» Required task
Repeat exactly the lines from the line containing "For the test set, locate each instance of the car windshield" through the last line of the records below, inclusive, and nothing else.

» Given data

+ + +

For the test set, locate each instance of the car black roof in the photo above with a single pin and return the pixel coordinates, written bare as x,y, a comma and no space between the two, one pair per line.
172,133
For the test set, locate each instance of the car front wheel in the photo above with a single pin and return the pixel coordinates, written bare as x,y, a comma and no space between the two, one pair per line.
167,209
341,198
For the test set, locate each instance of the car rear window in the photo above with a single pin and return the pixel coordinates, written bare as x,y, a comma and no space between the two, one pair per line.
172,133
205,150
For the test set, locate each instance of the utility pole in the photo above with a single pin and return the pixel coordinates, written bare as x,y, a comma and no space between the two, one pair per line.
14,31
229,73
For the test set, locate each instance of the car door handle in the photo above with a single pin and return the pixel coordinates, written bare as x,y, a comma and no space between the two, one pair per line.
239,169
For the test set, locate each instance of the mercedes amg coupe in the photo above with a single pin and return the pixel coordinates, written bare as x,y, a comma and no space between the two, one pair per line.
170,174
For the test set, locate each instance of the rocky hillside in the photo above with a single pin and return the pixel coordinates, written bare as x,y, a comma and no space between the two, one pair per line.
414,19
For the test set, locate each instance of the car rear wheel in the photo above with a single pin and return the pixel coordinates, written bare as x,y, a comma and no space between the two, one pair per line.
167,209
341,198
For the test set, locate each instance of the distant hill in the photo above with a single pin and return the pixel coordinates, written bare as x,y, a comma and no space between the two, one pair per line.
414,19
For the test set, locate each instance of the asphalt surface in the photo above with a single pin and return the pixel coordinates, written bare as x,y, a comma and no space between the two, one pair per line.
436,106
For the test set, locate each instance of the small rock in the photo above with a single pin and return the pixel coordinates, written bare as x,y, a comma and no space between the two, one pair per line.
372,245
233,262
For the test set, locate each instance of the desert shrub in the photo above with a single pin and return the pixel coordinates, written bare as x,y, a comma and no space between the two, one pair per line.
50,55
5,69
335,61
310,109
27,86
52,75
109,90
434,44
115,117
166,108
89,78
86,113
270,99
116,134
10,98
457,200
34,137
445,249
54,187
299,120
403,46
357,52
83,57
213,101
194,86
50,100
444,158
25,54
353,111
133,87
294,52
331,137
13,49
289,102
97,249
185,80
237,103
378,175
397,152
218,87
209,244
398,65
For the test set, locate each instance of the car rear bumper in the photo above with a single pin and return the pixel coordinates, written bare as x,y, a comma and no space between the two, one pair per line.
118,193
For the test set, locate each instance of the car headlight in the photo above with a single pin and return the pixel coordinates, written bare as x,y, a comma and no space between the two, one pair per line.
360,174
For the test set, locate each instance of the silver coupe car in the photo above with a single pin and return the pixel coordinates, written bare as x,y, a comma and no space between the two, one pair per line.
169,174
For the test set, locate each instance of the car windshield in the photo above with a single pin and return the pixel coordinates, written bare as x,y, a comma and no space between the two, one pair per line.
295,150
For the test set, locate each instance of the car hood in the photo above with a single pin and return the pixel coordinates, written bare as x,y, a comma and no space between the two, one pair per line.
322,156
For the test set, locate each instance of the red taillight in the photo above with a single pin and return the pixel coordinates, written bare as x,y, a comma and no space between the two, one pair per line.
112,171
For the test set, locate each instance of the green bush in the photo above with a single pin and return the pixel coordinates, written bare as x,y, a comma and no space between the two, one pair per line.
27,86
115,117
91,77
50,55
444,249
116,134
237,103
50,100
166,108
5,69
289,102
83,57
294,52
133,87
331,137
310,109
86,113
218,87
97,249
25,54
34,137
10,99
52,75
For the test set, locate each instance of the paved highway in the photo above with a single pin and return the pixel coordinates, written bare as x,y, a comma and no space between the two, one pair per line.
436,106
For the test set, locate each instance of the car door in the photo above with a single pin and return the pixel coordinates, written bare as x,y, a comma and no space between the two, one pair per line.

+ + +

» Expected answer
For the test set, locate each instance of the car windshield in the photo above with a single pin and return the pixel coordinates, written bare as x,y, a comma and no space between the two, one pair per line.
295,150
For the test set, locate each instance of the car hood in the photo above with a single pin and return the pixel coordinates, written bare as x,y, a comma and no space between the two, one pair per line.
322,156
For the test set, locate each instance of the red taillight in the photo above with a single pin and return the pixel coordinates, written bare as x,y, a comma and no space between the two, one pair per line.
112,171
For the test set, locate each instance of the green bush in the photo above with a single pin and return the pixel coordinates, written bare as x,y, a comma and no space between the two, one pair per line.
27,86
115,117
91,77
50,55
444,249
116,134
237,103
50,100
166,108
5,69
289,102
83,57
294,52
133,87
331,137
310,109
86,113
218,87
97,249
25,54
34,137
10,99
52,75
For the test set, locate each instance of the paved highway in the photo above with a single pin and return the pixel coordinates, written bare as x,y, a comma and no space between the two, one pair per line.
436,106
For the test set, locate each instance of the car door in the photo above with a single pin and return the pixel coordinates, written bare as x,y, a comma and no space between the two, one pair per line.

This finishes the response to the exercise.